What you return should be every record, retyped without a single change.

(SUPPLIED DATA begins)

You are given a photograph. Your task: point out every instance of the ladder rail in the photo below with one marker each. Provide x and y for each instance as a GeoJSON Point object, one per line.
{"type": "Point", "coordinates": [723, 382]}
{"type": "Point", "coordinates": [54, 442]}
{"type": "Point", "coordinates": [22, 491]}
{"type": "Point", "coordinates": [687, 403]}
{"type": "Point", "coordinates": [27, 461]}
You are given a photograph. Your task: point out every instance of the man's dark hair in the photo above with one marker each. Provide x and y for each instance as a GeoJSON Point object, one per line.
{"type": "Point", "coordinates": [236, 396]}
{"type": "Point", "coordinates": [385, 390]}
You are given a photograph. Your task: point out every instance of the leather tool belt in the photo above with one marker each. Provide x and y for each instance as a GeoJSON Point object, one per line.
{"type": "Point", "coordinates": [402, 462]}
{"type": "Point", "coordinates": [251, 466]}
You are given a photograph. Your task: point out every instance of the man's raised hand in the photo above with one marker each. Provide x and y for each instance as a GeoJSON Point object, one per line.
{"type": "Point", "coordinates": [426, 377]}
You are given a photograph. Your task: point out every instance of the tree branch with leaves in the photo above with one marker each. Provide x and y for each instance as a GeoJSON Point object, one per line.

(SUPPLIED DATA ends)

→ TASK RESULT:
You are given a photograph. Your task: point out every instance of the ladder rail in the photo below with one marker each. Provide x and y for each instance as a GeoJSON Point object, one per line.
{"type": "Point", "coordinates": [723, 382]}
{"type": "Point", "coordinates": [54, 442]}
{"type": "Point", "coordinates": [22, 491]}
{"type": "Point", "coordinates": [687, 403]}
{"type": "Point", "coordinates": [27, 461]}
You are given a photograph. Your task: point out every instance of the man's dark hair in the photo above with one marker each. Provide x and y for each instance as a GeoJSON Point object, one per line.
{"type": "Point", "coordinates": [236, 396]}
{"type": "Point", "coordinates": [385, 390]}
You are given a photograph. Your task: point out every instance of the leather tool belt in the photo above with one marker each. Provide x and y for each instance as a GeoJSON Point object, one per line.
{"type": "Point", "coordinates": [402, 462]}
{"type": "Point", "coordinates": [251, 466]}
You are given a photograph. Your task: point out every instance of the man's raised hand in the photo above with one marker each. Provide x and y for each instance as a GeoJSON Point object, one per line.
{"type": "Point", "coordinates": [426, 377]}
You are given a photograph. Your task: point out every instance of the tree branch with leaves in the photo above with one marker each. Provide x and y for each instance as a GeoJSON Point object, one per line.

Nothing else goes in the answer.